## What to work on:
Please extend the passage below on QuickTime's Movie Toolbox, writing on from its last sentence.

Finally, Quicktime provided an API for storing, reading, display and editing of multimedia data, called the Movie Toolbox. The Movie Toolbox viewed a movie as a containment hierarchy. This kind of thing was the rage at Apple at that time (see, for example, AppleScript), and was a reflection of the growth of object-oriented programming. The top level container is a data structure called Movie. But the Movie is just a data structure, it doesn't have any of the actual pictures or sound in it. The Movie contains data structures called Tracks, which represents independent streams of data, for example sound channels or video clips. Tracks are synchronized by the Movie's time base, so they are directly comparable to the Tracks of data shown in the timeline of a video editing program. But the Tracks are also just data structures. They don't contain any of the actual sound or video data. Tracks are associated with Media, which also don't contain the data, but do have a direct reference to the data, which are stored in a disk file or in memory. The Media know how to find the data for use by Tracks and Movies. The Movie file itself contains the data to populate all the data structures. It does not necessarily contain the actual sounds or pictures of the movie. It is possible to tuck everything into one file, but it is not necessary. This can be a serious space-saving benefit. An editor might have multiple movies that use the same data, and the space-eating data do not have to be reproduced for each Movie.

## Material provided:
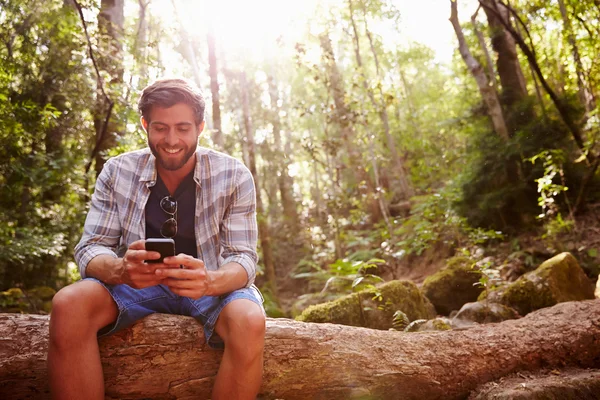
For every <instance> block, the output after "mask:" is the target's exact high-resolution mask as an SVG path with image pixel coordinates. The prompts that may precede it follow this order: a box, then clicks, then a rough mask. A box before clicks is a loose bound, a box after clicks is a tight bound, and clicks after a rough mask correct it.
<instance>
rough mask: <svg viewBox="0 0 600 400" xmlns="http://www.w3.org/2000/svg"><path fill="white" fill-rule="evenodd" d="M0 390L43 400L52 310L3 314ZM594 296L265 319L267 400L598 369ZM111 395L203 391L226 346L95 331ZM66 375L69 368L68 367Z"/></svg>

## Result:
Also reflecting the trends at that time, Apple made all these various data structures opaque. The programmer wasn't supposed to try to manipulate them as data structures or access any of their secrets directly. Everything was done by subroutine calls that operated on the data structures. You started by creating a Movie object or reading it from disk, and then adding tracks to it, or querying the tracks it contained to get their attributes. If you wanted to do something low level, it could seem pretty complicated. For example, if you want to access a single frame from your movie, you have to work your way down from the Movie to the Track to the Media, from which you can find a reference to your frame (called a sample). But it was amazing how easy it was to write a media player. In a few minutes, you could imbed a video player into your application, including support cut and paste for videos. The code to do this was supplied in lots of sample code. Supporting conversion of video formats and even digitizing video in your application came along with no effort. While Microsoft was busy just trying to make a media player for their users Quicktime made construction of a video player a good first project for beginning programmers. Looking at the Quicktime made you want to write a video editing program, and a lot of people did it. But nobody did it as many times as Randy Ubellios.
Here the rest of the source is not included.